*Passage:*
* * * *

Any business owner in California will tell you that there’s no feeling that compares to starting your own business. It’s an experience that’s both exciting and terrifying at the same time. On one hand, there’s the feeling of finally taking your destiny in your own hands and paving the path to your professional destiny. On the other hand, there’s the fear that you might skip a crucial step when starting your own business. One of these things is filing for an S corp.
The most popular business entities for a young company in California are Subchapter S Corporations (S-Corps) and Limited Liability Companies (LLCs). While similar in certain regards, they are different in other significant ones.
Depending on the type of business you run, you may or may not be able to file as one or the other. For example, a dentist, psychiatrist or psychologist in California cannot register as an LLC but has to be taxed as an S-Corporation instead.
To give you a better understanding of how and why you should register your professional business as an S-Corp in California, we spoke to the experts at David York’s Tax Service to give you this useful rundown.
What Constitutes A Professional Corporation In California
Any corporation formed in order to provide professional services in California can be considered a professional corporation. These include mainly those professions that require a state license including accountants, lawyers, dentists, veterinarians, pharmacists, psychologists, etc.
The professions that are required and eligible to form a professional corporation are:
- Language Pathologists
- Clinical Social Workers
- Dental Hygienists
- Physician Assistants
- Marriage and Family Therapists
How Is S-Corp Defined
Any corporation designated as a Subchapter S by the IRS is considered an S-Corp. You need to be recognized as a corporation in California before you can file for an S-Corp.

* * * *

*Source information:*
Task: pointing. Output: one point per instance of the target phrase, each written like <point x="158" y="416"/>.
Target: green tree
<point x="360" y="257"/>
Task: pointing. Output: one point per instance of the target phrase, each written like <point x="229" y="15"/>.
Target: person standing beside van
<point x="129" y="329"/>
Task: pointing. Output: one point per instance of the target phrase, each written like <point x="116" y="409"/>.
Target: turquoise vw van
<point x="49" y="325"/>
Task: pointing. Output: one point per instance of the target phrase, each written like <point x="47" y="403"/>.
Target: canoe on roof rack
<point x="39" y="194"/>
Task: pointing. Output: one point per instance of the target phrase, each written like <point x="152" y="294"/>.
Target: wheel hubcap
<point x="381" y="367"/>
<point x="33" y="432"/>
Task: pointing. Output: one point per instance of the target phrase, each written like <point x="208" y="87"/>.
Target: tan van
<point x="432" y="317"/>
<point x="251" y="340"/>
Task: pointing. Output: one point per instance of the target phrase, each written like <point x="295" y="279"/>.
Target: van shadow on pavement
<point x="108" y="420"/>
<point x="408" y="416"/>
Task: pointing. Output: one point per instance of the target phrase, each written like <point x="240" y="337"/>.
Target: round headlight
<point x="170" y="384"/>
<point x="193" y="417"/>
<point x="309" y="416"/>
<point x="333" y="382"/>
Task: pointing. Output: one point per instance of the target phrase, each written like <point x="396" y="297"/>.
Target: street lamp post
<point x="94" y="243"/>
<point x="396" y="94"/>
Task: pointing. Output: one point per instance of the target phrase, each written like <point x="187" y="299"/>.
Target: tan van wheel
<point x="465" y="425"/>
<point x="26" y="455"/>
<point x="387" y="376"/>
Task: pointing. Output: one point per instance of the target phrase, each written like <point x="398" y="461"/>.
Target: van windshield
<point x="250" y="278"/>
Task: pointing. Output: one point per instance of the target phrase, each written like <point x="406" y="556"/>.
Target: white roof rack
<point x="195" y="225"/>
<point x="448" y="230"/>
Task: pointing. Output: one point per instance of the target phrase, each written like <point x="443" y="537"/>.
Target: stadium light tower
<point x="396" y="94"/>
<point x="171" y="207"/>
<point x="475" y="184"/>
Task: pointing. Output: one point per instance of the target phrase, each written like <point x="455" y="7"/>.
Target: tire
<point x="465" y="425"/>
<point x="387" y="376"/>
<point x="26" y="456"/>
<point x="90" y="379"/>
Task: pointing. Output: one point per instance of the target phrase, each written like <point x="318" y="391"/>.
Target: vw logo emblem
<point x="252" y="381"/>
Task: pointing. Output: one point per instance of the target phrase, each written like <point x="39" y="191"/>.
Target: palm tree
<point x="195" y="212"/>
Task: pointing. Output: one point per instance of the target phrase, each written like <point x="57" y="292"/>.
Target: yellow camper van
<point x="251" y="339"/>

* * * *

*Activity:*
For each statement below, say yes or no according to the passage on S-Corps in California, and quote the words from the passage that decide it.
1. A dentist in California may register as an LLC.
2. A business must be recognized as a corporation in California before it can file for an S-Corp.
3. S-Corps and LLCs are named as the most popular business entities for a young company in California.

*Answer section:*
1. No: "a dentist, psychiatrist or psychologist in California cannot register as an LLC but has to be taxed as an S-Corporation instead."
2. Yes: "You need to be recognized as a corporation in California before you can file for an S-Corp."
3. Yes: "The most popular business entities for a young company in California are Subchapter S Corporations (S-Corps) and Limited Liability Companies (LLCs)."